▶ GOAL
Identify every line of the records that contains the word "paper", and copy each such line in full.

▶ SUPPLIED RECORDS
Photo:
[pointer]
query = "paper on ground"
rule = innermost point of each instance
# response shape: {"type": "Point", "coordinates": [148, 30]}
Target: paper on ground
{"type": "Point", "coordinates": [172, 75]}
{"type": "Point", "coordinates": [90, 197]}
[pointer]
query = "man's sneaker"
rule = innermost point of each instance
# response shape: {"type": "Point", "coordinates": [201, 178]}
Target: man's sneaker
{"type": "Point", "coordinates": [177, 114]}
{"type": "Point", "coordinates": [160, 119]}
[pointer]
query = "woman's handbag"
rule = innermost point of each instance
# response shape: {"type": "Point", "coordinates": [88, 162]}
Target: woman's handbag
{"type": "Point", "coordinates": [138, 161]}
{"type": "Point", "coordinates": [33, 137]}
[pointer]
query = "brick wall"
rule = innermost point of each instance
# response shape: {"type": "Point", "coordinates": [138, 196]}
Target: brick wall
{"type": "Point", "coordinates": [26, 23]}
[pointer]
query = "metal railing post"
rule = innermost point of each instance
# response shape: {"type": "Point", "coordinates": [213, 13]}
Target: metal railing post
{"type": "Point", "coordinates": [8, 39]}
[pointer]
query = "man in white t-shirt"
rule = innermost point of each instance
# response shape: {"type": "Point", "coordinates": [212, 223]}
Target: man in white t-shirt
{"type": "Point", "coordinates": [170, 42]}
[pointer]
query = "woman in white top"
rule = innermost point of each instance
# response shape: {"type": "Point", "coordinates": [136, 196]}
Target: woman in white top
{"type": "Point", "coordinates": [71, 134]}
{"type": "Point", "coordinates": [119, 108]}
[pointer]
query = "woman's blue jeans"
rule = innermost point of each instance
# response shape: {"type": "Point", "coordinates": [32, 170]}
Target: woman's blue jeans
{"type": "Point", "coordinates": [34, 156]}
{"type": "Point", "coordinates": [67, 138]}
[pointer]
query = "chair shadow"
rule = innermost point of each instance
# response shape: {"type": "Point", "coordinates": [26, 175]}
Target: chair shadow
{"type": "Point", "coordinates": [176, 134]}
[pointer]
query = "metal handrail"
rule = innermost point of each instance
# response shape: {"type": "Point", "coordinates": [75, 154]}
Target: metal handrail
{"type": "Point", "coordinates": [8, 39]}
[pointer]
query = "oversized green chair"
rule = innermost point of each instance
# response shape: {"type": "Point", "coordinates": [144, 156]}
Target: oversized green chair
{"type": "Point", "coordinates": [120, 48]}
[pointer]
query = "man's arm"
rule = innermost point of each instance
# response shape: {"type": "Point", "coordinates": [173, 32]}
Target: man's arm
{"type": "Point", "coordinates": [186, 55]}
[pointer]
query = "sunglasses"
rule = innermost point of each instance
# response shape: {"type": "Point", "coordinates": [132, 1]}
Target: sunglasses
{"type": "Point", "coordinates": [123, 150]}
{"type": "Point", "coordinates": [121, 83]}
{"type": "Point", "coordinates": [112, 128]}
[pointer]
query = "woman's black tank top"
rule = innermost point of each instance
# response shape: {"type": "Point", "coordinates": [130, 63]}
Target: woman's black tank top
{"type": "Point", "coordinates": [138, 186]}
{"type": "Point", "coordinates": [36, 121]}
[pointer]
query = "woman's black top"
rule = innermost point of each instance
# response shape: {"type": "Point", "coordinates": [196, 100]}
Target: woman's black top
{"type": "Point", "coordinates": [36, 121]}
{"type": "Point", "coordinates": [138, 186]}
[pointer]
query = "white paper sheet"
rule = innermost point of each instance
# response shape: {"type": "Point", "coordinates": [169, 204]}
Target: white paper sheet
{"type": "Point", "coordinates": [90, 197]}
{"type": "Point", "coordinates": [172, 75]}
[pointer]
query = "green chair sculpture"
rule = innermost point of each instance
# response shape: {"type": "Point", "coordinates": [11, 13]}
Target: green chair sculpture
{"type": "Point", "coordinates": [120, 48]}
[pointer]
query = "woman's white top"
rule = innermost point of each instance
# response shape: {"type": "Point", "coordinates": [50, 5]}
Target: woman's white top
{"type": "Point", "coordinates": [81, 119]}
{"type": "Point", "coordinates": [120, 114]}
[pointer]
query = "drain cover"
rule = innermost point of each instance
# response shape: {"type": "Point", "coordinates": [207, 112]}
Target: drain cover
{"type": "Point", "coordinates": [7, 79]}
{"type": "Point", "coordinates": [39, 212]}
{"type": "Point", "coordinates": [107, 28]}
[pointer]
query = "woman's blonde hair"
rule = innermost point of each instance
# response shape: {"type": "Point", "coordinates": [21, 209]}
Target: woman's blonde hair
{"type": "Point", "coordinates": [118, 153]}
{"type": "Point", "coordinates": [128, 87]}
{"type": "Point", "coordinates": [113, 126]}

▶ RESPONSE BELOW
query = "paper on ground"
Target: paper on ground
query = "white paper sheet"
Target: white paper sheet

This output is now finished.